[[ Text section, beginning ]]

Thirty-one federal whistleblower disclosures related to the coronavirus have been filed with the U.S. Office of Special Counsel, a federal agency where government employees can officially blow the whistle on alleged wrongdoing. In addition, 15 federal whistleblowers have also filed official complaints that they have been retaliated against for disclosing coronavirus-related concerns, according to data provided by the office to the Project On Government Oversight (POGO) last Friday.
The numbers show that far more federal employees than previously known have blown the whistle with coronavirus-related concerns as the government has raced to initially contain and more recently mitigate the spread of the virus, which has killed over 60,000 in the U.S. to date. It is unknown how much overlap there is between the individuals filing these disclosures and those filing retaliation complaints, as one whistleblower could file both a disclosure and a retaliation complaint.

[[ Text section, end ]]
[[ Records supplied, beginning ]]

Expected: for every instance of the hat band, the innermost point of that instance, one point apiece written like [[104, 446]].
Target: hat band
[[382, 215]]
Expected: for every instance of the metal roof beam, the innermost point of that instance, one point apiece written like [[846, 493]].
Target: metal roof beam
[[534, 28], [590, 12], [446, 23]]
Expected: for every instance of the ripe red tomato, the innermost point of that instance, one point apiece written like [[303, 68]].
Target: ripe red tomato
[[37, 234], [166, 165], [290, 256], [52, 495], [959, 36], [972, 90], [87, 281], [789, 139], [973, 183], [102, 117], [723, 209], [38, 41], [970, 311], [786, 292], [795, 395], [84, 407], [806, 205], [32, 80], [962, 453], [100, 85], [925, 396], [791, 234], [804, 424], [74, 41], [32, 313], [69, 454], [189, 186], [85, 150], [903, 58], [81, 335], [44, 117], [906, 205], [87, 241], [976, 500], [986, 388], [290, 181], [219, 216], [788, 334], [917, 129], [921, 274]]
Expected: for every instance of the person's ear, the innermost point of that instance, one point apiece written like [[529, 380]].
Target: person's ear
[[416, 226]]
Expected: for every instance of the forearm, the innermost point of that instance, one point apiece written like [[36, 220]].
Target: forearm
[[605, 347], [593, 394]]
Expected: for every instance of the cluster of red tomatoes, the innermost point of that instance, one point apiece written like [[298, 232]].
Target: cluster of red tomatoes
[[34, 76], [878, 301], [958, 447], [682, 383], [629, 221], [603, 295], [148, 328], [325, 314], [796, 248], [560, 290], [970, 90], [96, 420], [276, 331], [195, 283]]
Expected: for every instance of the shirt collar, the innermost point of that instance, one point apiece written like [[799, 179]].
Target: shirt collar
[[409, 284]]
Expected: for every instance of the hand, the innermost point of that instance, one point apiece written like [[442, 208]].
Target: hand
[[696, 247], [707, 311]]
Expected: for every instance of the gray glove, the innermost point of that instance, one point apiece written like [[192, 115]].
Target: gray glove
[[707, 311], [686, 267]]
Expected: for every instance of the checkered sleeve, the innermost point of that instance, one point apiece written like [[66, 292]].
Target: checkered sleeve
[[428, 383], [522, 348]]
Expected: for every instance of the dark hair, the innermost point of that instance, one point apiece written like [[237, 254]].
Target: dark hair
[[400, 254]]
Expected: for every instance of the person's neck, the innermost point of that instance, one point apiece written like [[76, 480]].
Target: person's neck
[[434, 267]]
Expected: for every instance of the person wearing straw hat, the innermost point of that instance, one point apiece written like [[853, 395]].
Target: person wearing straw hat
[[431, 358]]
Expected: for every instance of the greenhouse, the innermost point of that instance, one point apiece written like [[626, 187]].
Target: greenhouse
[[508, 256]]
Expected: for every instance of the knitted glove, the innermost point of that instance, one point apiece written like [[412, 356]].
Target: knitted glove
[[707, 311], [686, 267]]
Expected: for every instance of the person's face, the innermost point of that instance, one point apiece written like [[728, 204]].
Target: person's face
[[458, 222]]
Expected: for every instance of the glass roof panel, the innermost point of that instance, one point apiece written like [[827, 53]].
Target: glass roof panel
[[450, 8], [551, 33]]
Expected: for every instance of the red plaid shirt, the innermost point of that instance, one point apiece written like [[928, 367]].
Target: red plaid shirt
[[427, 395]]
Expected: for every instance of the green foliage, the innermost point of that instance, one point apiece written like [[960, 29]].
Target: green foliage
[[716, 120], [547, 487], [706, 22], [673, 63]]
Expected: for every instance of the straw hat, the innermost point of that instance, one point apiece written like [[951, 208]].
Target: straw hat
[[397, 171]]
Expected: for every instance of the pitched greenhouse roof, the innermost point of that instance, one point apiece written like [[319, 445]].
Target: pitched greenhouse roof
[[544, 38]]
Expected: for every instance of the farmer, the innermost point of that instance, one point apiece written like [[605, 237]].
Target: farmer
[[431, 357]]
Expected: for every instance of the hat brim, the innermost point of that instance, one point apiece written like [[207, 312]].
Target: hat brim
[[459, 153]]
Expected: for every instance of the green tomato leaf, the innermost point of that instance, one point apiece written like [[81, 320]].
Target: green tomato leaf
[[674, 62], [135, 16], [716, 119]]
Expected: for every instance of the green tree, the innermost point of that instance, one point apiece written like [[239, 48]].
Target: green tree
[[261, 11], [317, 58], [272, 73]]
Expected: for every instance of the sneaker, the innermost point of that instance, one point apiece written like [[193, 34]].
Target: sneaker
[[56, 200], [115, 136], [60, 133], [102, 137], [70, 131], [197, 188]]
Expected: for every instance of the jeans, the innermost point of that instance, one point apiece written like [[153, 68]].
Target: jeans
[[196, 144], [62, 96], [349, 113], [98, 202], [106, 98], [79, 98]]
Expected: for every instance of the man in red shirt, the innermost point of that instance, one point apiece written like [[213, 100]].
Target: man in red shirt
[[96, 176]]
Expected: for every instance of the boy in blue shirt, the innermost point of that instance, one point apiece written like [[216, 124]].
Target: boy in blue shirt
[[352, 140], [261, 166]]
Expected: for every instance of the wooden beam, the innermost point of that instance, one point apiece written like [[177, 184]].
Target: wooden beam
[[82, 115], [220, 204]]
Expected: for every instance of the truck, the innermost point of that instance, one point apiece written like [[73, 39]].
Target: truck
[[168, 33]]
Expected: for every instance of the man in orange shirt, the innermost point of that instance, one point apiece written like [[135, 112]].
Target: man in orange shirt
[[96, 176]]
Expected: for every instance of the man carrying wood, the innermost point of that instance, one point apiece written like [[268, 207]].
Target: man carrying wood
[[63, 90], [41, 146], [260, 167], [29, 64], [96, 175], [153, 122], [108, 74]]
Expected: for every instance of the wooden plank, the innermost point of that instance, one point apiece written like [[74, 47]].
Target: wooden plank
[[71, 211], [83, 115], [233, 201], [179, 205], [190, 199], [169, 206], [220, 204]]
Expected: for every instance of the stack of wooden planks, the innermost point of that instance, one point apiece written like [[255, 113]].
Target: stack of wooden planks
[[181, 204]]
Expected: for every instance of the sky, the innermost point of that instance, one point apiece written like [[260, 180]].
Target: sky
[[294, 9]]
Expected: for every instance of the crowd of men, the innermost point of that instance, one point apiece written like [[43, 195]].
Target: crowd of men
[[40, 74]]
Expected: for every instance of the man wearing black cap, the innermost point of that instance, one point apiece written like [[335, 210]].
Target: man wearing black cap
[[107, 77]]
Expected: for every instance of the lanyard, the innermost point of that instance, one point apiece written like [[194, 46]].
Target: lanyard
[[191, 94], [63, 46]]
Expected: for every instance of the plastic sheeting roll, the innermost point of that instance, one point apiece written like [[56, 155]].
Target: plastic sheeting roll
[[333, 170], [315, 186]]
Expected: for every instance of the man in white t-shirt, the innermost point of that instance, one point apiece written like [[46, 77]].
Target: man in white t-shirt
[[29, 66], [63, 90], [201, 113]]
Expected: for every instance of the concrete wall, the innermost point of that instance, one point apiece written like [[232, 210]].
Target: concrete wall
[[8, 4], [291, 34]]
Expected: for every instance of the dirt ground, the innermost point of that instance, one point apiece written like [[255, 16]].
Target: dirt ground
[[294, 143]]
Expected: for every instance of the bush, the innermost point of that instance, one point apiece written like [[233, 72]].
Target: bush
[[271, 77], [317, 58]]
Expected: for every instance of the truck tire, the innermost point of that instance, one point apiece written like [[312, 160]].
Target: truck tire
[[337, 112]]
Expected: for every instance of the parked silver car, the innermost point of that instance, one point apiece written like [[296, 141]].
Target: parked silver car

[[ Records supplied, end ]]

Instructions:
1/ For each statement below, say yes or no as to whether it agrees with the passage on coronavirus whistleblower filings, and quote the words of the passage that decide it. (a) Thirty-one coronavirus-related disclosures had been filed with the U.S. Office of Special Counsel. (b) The office gave its data to POGO last Monday. (c) The number of whistleblowers who filed both a disclosure and a retaliation complaint is known.
2/ Proceed with the passage on coronavirus whistleblower filings, starting after its last sentence.

Answers to the tasks:
1/
(a) Yes: "Thirty-one federal whistleblower disclosures related to the coronavirus have been filed with the U.S. Office of Special Counsel"
(b) No: "according to data provided by the office to the Project On Government Oversight (POGO) last Friday"
(c) No: "It is unknown how much overlap there is between the individuals filing these disclosures and those filing retaliation complaints"

2/
The Office of Special Counsel won’t discuss details about the cases. (Disclosure: the author is a former Office of Special Counsel employee.) But complaints from at least two whistleblowers have been publicized and attorneys for another whistleblower have said he will soon be filing with the office.
In April, Rick Bright, who was the head of the Biomedical Advanced Research and Development Authority, an office within the Department of Health and Human Services (HHS), went public with his claim that he was retaliated against for opposing the broad use of anti-malarial drug hydroxychloroquine that President Donald Trump has touted as a possible treatment for COVID-19. A recent, limited study of the drug’s use in veterans hospitals shows that the drug does not appear to have any benefit, that it did not appear to reduce the need for ventilators to help patients breathe, and that more patients who were treated with it died than those who weren’t treated with it. (The study has not yet been peer reviewed.) The Food and Drug Administration recently issued a warning about the drug. Other studies are ongoing.
Bright says HHS is retaliating against him by transferring him to a job within the National Institutes of Health that is a “more limited and less impactful position.” HHS says his move is “part of a bold plan to accelerate the development and deployment of novel point-of-care testing platforms.”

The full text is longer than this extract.